Thanks a lot in advance
 Bengt O. Muthen posted on Tuesday, January 11, 2000 - 4:38 pm
I haven't found a good intuitive way to explain the degrees of freedom with the mean- and variance-adjusted approach. I don't think you will find one in Satorra's work either. The d.f. is data dependent because it draws on the estimates, their derivatives, and the asymptotic covariance matrix of the sample statistics with the aim of choosing the degrees of freedom that gives a trustworthy chi-square-based p value. But that's not very intuitive. We'll post a good intuitive explanation if and when we find one. Others?
 Lorin Mueller posted on Monday, March 11, 2002 - 12:12 pm
I have a situation where I have a group of latent factors (Group A) that are descriptive of the work environment. There is a second group of factors (Group B) that are descriptive of safety levels in the workplace. I have a group of 3 criterion (Group C) variables. The pattern of relationships in the model is A->B->C.
In my model, I have some non-significant paths between Group B and Group C. When I drop one of the paths between Group B and Group C, I actually lose degrees of freedom - it appears as though Mplus is automatically correlating residuals among my Group C variables, and adding some correlations among other variables. Any thoughts on what is going on?
 Linda K. Muthen posted on Monday, March 11, 2002 - 2:56 pm
I would have to see the output to say exactly. This could be due to the estimator. WLSMV and MLMV do not calculate degrees of freedom in the regular way. Or as you suggest, it could be due to certain default residual covariances. In the output, it shows how many parameters are in the model. You can check that in both cases and then look in the results section to see which parameters differ between the two runs.

+++

What to produce
Continue the forum thread about degrees of freedom in Mplus from the point where it ends.

+++

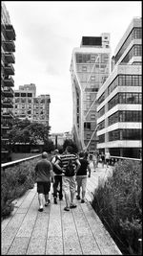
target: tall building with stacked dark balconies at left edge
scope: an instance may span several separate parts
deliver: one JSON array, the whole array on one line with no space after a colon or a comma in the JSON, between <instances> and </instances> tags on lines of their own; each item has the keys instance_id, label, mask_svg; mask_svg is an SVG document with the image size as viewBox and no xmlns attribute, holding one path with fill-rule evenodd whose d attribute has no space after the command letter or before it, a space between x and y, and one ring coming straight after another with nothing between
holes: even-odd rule
<instances>
[{"instance_id":1,"label":"tall building with stacked dark balconies at left edge","mask_svg":"<svg viewBox=\"0 0 143 256\"><path fill-rule=\"evenodd\" d=\"M15 58L15 31L4 3L1 9L1 161L10 159L9 130L11 128Z\"/></svg>"}]
</instances>

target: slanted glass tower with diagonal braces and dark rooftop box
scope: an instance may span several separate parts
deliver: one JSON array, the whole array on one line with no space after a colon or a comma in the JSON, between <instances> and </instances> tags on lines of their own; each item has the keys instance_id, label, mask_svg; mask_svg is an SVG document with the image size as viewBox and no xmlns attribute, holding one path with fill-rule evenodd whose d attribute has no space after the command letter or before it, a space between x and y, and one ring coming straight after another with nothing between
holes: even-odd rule
<instances>
[{"instance_id":1,"label":"slanted glass tower with diagonal braces and dark rooftop box","mask_svg":"<svg viewBox=\"0 0 143 256\"><path fill-rule=\"evenodd\" d=\"M72 133L79 149L96 148L96 95L110 74L110 34L83 36L72 51Z\"/></svg>"}]
</instances>

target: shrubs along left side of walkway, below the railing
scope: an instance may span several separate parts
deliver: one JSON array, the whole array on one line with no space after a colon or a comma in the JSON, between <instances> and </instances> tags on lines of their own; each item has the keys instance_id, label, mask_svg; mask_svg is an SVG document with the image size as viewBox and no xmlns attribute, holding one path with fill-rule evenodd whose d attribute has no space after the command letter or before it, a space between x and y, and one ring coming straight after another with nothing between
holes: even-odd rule
<instances>
[{"instance_id":1,"label":"shrubs along left side of walkway, below the railing","mask_svg":"<svg viewBox=\"0 0 143 256\"><path fill-rule=\"evenodd\" d=\"M1 217L10 215L12 200L19 198L34 186L34 168L39 157L1 170Z\"/></svg>"}]
</instances>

+++

Answer
Mplus defaults are described on pages 158-160 of the Mplus User's Guide. If you cannot figure it out, please send the two outputs to support@statmodel.com.

If there are parameters in the model by default, you can fix them to zero by, for example,

y1 WITH y2@0;
 Anonymous posted on Friday, November 05, 2004 - 9:09 am
Hi Linda,

I have a path model with 10 continous variables.
due to non-nomrality of the variables, I am using mlmv estimator. from my output the number of free parameters is 38. but i have only 37 parameters estimated. Am I missing something? how do you caluclate free parameters for MLMV estimator.

thanks.
 LMuthen posted on Friday, November 05, 2004 - 10:22 am
The degrees of freedom for the MLMV estimator are not computed in the regular way. See formula 110 in Technical Appendix 4.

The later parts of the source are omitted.